TASK:
Copy each line of the following material that has the string "green".

RECORDS:
::::::::::
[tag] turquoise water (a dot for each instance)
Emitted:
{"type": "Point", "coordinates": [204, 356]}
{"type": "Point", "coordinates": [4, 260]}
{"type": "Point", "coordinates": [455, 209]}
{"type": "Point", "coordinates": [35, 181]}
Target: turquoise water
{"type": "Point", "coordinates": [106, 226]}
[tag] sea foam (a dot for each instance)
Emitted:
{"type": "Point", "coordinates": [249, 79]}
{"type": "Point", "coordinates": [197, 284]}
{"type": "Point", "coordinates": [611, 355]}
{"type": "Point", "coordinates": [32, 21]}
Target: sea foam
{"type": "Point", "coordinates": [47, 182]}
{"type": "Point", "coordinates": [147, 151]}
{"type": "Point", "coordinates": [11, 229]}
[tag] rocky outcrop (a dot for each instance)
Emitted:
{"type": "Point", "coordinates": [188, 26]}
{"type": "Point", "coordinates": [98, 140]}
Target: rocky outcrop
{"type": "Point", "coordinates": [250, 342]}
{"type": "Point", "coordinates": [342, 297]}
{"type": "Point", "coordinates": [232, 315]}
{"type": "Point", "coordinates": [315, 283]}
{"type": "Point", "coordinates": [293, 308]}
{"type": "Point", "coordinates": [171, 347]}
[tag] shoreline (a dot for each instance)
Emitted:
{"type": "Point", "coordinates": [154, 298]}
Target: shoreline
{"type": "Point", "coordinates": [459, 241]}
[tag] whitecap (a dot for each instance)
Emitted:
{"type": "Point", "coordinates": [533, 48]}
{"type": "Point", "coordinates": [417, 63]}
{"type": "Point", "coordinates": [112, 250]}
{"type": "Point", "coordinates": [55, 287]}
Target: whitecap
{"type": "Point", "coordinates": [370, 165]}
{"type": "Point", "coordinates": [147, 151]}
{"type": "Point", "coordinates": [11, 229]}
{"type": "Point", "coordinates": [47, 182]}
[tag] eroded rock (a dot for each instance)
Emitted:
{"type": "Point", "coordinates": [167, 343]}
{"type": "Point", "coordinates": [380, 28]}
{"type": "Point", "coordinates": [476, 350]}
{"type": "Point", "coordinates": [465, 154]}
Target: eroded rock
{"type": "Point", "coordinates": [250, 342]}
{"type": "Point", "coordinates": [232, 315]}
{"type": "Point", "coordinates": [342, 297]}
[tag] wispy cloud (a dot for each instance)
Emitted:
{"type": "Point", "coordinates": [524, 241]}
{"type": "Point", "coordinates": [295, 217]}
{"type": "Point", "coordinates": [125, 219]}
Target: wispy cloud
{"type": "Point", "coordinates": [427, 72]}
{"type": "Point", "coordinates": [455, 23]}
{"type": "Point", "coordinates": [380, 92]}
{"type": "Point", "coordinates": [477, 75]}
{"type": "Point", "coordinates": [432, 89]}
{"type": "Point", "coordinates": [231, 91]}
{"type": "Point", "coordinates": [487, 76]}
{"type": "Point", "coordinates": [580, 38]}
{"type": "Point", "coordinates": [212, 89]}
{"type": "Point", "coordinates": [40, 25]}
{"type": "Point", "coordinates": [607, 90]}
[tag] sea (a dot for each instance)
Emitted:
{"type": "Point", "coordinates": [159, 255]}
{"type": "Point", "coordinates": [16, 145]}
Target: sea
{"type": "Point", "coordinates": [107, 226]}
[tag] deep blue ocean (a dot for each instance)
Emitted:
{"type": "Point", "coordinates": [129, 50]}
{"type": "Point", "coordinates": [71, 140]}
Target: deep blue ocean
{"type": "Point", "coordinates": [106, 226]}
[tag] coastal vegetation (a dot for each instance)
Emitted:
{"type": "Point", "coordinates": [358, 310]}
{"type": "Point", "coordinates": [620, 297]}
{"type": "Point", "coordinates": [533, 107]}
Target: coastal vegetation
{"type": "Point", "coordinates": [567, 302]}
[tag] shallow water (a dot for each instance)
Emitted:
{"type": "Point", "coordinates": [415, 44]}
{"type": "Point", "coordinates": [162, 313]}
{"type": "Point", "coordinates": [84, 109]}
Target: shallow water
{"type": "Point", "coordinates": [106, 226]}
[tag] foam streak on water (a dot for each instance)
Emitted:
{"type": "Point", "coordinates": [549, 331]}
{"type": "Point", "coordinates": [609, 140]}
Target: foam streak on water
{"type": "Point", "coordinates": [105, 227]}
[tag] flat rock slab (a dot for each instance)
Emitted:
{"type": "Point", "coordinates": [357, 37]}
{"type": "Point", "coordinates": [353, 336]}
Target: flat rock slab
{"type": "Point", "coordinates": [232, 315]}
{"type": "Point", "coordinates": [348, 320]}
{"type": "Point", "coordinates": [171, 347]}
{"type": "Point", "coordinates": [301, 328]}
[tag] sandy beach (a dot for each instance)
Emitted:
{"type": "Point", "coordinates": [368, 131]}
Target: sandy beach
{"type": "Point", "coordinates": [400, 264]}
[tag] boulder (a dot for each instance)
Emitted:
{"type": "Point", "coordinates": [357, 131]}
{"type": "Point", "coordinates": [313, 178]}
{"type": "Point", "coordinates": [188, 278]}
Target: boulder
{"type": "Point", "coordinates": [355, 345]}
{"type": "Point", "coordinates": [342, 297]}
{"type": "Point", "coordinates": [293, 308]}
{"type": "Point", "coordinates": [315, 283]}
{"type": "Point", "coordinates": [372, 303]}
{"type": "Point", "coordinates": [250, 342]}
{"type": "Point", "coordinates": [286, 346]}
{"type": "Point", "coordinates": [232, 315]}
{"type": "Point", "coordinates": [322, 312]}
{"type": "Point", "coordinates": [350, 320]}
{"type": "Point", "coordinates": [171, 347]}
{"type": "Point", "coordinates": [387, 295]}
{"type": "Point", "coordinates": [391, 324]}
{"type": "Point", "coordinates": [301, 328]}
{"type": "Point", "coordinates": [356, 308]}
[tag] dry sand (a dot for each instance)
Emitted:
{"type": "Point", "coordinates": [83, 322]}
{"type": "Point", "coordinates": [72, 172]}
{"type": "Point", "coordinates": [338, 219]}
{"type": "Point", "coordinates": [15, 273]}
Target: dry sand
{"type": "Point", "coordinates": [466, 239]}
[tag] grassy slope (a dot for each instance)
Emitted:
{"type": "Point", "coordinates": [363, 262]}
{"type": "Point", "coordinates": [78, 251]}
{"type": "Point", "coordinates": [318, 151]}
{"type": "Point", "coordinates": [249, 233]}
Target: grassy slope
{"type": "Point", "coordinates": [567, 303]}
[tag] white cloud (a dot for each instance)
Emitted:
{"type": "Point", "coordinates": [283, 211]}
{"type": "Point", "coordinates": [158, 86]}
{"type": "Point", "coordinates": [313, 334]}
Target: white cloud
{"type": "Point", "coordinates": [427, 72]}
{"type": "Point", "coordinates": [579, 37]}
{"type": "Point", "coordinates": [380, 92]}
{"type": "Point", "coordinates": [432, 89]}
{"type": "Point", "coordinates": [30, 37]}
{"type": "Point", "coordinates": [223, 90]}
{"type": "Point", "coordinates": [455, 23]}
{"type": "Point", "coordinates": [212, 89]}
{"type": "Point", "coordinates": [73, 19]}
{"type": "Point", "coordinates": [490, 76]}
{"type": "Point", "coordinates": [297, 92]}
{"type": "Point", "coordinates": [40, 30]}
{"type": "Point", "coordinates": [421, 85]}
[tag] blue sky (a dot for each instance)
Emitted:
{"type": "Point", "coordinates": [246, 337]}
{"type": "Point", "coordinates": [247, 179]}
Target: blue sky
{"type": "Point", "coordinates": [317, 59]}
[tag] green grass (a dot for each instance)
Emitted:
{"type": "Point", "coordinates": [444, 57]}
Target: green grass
::::::::::
SOLUTION TO THIS PROBLEM:
[tag] green grass (a dot for each instance)
Target: green grass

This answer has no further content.